EXERCISE →
I need an exact copy of the lines from the one containing "Expected: a point placed on each instance of the book" through the end of the records, without any pictures.

RECORDS FOR PROCESSING →
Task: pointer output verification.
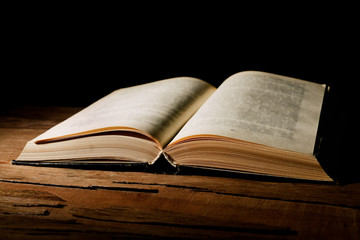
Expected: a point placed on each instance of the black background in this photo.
(74, 55)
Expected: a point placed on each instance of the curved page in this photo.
(158, 109)
(263, 108)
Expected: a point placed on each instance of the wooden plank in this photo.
(58, 203)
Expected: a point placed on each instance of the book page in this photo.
(160, 109)
(263, 108)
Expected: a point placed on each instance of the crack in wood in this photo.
(92, 187)
(42, 213)
(255, 230)
(198, 189)
(40, 205)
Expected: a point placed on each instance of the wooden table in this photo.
(60, 203)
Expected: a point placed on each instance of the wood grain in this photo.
(62, 203)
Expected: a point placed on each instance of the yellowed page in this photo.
(160, 109)
(264, 108)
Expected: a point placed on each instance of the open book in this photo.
(255, 122)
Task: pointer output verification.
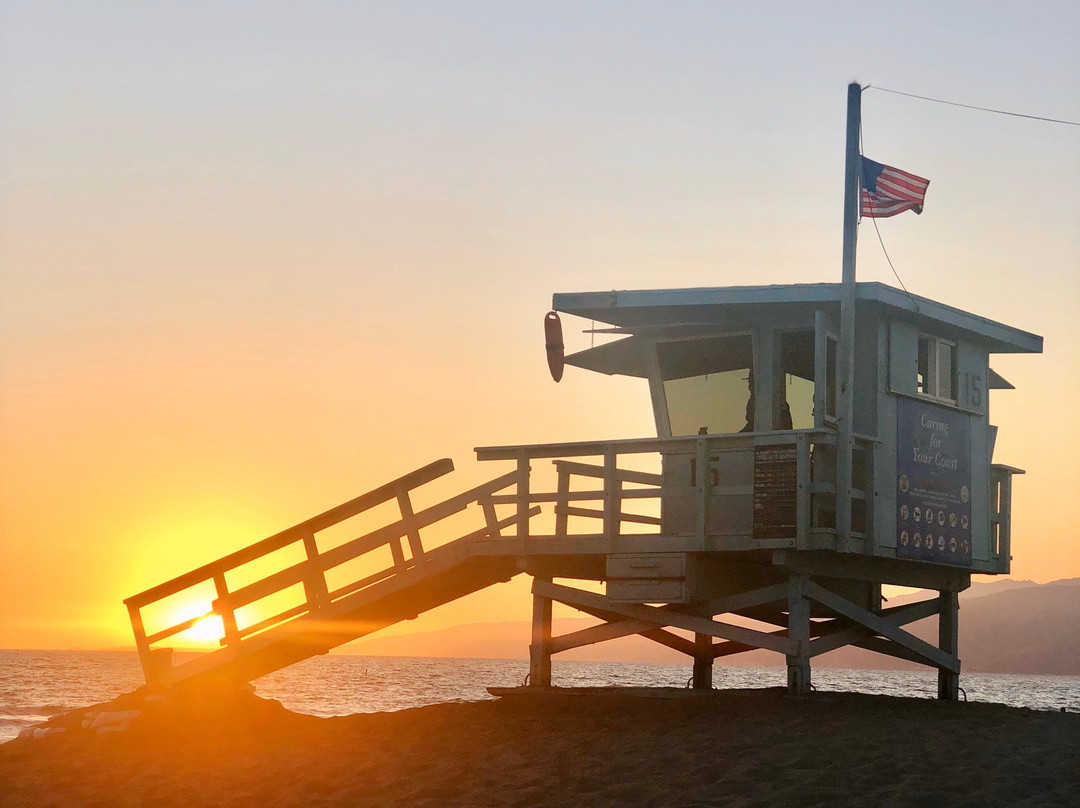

ANSWER SECTION →
Expected: a point placed on each instance of the book page in this photo.
(160, 109)
(263, 108)
Expected: a point placed on each instance of the crack in wood in this photo.
(92, 187)
(42, 213)
(255, 230)
(198, 189)
(40, 205)
Expected: a point placed on each instance of the wooden table in this photo.
(60, 203)
Expected: a point placed on each instance of the wood grain in this photo.
(62, 203)
Expected: a point placed on each instance of the yellowed page in this photo.
(160, 109)
(264, 108)
Expected: a point placed on each instance of the open book in this photo.
(255, 122)
Task: pointer output verification.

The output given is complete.